#### Extracted records ####

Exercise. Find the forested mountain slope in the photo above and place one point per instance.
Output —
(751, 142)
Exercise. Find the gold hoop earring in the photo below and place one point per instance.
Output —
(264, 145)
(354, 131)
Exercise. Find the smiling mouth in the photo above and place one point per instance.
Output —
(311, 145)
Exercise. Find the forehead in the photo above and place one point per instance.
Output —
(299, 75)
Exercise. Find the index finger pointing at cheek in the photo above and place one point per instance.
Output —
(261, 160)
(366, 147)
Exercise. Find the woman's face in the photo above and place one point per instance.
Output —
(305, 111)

####

Task objective | Update the lines by changing "instance" to "item" everywhere it occurs, with nothing else altered.

The result |
Exercise. Find the forested mountain slope in the photo above and place one point per item.
Output —
(751, 142)
Exercise. Find the gold hoop earring in the photo below and place one point per item.
Output —
(264, 145)
(354, 131)
Exercise. Find the smiling mouth in the photo above and place one point per item.
Output —
(311, 145)
Exercise. Find the forehead in the photo above and place one point per item.
Output —
(299, 75)
Exercise. Find the index finger pointing at cheek in the photo above and place one point per item.
Output —
(261, 160)
(366, 147)
Exercise. Find the woman's face in the photo above and place one point per item.
Output —
(305, 111)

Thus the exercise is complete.